EXERCISE AIM:
Report each line of the material below that contains the word "negative". Only matches with the same uppercase and lowercase letters count.

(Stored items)
Start of Block

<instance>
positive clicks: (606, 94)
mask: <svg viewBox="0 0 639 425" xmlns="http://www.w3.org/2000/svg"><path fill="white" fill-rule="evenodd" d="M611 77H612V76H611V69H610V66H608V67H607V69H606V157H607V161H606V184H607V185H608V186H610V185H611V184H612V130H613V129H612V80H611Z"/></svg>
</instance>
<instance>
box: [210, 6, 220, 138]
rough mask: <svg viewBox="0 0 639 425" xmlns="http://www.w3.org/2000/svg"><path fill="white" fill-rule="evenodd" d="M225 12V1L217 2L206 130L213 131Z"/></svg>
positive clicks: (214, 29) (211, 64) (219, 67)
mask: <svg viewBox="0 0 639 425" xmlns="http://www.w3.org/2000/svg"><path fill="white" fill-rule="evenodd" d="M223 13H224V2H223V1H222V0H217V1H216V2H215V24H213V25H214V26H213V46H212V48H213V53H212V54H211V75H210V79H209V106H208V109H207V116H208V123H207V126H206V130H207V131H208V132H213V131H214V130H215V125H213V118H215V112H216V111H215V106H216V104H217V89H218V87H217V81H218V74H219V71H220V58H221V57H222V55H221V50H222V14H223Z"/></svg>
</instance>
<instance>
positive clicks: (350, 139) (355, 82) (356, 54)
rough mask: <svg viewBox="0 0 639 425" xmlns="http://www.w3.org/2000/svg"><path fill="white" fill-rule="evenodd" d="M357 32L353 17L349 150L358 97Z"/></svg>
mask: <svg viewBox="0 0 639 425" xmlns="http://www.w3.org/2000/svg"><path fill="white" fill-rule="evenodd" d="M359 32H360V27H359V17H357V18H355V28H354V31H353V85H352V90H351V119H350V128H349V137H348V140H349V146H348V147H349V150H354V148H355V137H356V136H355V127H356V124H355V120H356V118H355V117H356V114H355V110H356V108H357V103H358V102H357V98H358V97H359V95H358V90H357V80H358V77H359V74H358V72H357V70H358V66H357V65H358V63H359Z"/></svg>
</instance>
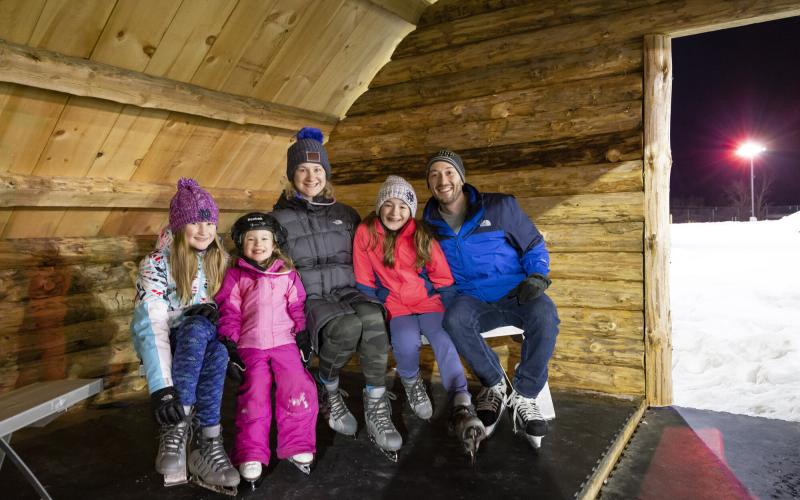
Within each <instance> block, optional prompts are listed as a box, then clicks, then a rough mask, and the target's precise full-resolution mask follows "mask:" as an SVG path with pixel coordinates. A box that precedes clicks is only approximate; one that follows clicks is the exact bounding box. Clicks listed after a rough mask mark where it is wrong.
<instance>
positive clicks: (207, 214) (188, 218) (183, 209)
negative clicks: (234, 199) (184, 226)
mask: <svg viewBox="0 0 800 500" xmlns="http://www.w3.org/2000/svg"><path fill="white" fill-rule="evenodd" d="M217 220H219V208H217V204H216V203H214V198H212V197H211V195H210V194H208V191H206V190H205V189H203V188H201V187H200V185H199V184H198V183H197V181H196V180H194V179H188V178H186V177H181V178H180V179H178V191H177V192H176V193H175V196H173V197H172V200H170V202H169V227H170V229H172V232H173V233H175V232H178V231H179V230H180V229H182V228H183V226H185V225H186V224H192V223H194V222H213V223H214V224H216V223H217Z"/></svg>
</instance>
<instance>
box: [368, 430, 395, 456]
mask: <svg viewBox="0 0 800 500" xmlns="http://www.w3.org/2000/svg"><path fill="white" fill-rule="evenodd" d="M369 440H370V441H371V442H372V444H374V445H375V447H376V448H378V451H380V452H381V453H383V456H385V457H386V458H388V459H389V460H391V461H392V462H394V463H397V450H387V449H385V448H381V447H380V445H378V442H377V441H375V438H373V437H372V436H370V437H369Z"/></svg>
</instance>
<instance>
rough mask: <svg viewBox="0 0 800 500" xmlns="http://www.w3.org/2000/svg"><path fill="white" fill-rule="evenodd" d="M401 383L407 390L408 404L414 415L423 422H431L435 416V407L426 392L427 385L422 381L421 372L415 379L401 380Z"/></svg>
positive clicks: (406, 392) (401, 379)
mask: <svg viewBox="0 0 800 500" xmlns="http://www.w3.org/2000/svg"><path fill="white" fill-rule="evenodd" d="M401 382H402V383H403V388H404V389H405V390H406V397H408V404H409V405H410V406H411V409H412V410H413V411H414V415H416V416H417V417H419V418H421V419H423V420H430V418H431V417H432V416H433V405H432V404H431V400H430V398H429V397H428V393H427V392H425V383H424V382H423V381H422V377H421V376H420V374H419V372H417V375H416V376H415V377H414V378H410V379H405V378H404V379H401Z"/></svg>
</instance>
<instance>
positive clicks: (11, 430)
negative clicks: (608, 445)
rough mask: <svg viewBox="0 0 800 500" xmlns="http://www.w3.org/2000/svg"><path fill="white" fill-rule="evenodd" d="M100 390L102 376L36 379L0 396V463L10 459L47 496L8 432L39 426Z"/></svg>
mask: <svg viewBox="0 0 800 500" xmlns="http://www.w3.org/2000/svg"><path fill="white" fill-rule="evenodd" d="M101 390H103V380H102V379H74V380H53V381H48V382H36V383H34V384H31V385H27V386H25V387H22V388H20V389H16V390H14V391H11V392H9V393H8V394H3V395H2V396H0V467H2V465H3V459H4V458H5V455H8V457H9V458H10V459H11V461H12V462H14V464H15V465H16V466H17V468H18V469H19V471H20V472H21V473H22V475H23V476H25V479H26V480H27V481H28V482H29V483H30V484H31V486H33V488H34V489H35V490H36V492H37V493H38V494H39V496H40V497H42V498H45V499H50V495H49V494H48V493H47V491H46V490H45V489H44V486H42V484H41V483H40V482H39V480H38V479H37V478H36V476H35V475H34V474H33V472H32V471H31V470H30V469H29V468H28V466H27V465H25V462H23V461H22V459H21V458H20V457H19V455H17V453H16V452H15V451H14V449H13V448H11V434H13V433H14V432H16V431H18V430H19V429H22V428H24V427H27V426H29V425H32V426H35V427H43V426H45V425H47V424H48V423H50V422H51V421H52V420H53V419H55V418H56V417H57V416H59V415H61V414H62V413H64V412H65V411H67V409H68V408H69V407H70V406H72V405H74V404H76V403H79V402H81V401H83V400H84V399H86V398H88V397H90V396H94V395H95V394H97V393H99V392H100V391H101Z"/></svg>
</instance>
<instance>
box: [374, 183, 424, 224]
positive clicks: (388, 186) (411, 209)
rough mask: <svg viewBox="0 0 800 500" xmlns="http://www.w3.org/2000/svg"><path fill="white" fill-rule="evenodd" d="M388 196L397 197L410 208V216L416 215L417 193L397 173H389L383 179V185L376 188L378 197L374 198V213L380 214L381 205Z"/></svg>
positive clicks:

End of Block

FINAL ANSWER:
negative clicks: (234, 199) (184, 226)
negative clicks: (608, 445)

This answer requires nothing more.